-------- Working data

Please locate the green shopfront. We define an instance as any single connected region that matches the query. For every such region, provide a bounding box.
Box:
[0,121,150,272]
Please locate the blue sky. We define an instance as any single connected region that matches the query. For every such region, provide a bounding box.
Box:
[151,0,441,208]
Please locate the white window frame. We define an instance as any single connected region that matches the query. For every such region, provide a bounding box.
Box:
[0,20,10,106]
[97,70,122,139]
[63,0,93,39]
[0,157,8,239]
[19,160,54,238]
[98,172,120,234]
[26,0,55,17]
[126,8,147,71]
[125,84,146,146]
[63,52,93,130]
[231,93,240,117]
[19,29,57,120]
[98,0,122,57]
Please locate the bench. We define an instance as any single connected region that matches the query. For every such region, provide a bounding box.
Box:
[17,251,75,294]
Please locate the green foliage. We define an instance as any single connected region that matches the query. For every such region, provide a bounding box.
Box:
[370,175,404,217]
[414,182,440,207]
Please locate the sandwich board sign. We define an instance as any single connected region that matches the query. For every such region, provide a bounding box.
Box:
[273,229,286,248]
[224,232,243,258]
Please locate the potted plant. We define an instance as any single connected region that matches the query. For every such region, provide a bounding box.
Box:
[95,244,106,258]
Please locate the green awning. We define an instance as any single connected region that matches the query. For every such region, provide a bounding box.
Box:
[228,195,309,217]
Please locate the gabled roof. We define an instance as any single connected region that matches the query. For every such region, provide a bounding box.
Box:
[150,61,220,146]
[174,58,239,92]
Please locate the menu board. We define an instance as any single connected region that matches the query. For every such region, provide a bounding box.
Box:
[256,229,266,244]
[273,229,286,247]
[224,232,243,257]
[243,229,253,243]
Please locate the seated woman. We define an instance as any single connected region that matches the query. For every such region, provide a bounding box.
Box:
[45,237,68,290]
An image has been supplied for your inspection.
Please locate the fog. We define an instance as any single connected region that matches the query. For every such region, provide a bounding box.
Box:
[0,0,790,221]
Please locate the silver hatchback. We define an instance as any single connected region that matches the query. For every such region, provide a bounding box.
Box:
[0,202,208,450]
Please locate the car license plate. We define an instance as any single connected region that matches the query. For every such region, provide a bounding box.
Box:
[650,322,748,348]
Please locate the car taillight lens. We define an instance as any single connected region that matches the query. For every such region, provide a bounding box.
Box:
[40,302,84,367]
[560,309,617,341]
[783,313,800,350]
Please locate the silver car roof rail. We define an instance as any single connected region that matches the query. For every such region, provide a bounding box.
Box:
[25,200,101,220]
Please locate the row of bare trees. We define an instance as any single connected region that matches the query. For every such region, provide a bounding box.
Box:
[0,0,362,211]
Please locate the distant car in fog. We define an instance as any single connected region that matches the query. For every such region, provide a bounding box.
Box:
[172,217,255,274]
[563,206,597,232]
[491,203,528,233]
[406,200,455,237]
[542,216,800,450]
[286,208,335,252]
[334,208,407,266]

----------------

**Stated task**
Write out once more the lines above beginning at the line with "An image has"; continue through the final line and stop there.

**Written answer**
An image has been supplied for your inspection.
Please locate the fog. We define an instance as any single connected region that matches the query. For every such region, provide a bounding box.
Box:
[0,0,790,221]
Please locate the silver hatchback. We define an instance as any single connected region that matches the query. For every such region, provide a bounding box.
Box:
[0,202,208,450]
Please locate the car license plate. We define an instance as any single connected region that matches the query. For every such region, provide a bounding box.
Box:
[650,322,748,348]
Please locate the car taillight lens. We define an instance as any single connected region that matches the query. For every such region, provide a bounding box.
Box:
[40,302,84,367]
[560,309,617,341]
[783,313,800,350]
Please locate the silver car roof rail. We define an instance as any single connected region that matches the query. For every such region, provide a bounding box.
Box:
[25,200,101,220]
Please locate the row of bare trees. We define an instance as any single connected region that matches the query. For every such region, provide a bounding box.
Box:
[0,0,362,211]
Please locate the distant car in fog. We define an instance as any single connected region that matches the query. For every such region, provide a bounding box.
Box:
[172,217,255,274]
[563,206,597,232]
[491,203,528,233]
[406,200,455,237]
[542,216,800,450]
[286,208,335,252]
[334,208,407,266]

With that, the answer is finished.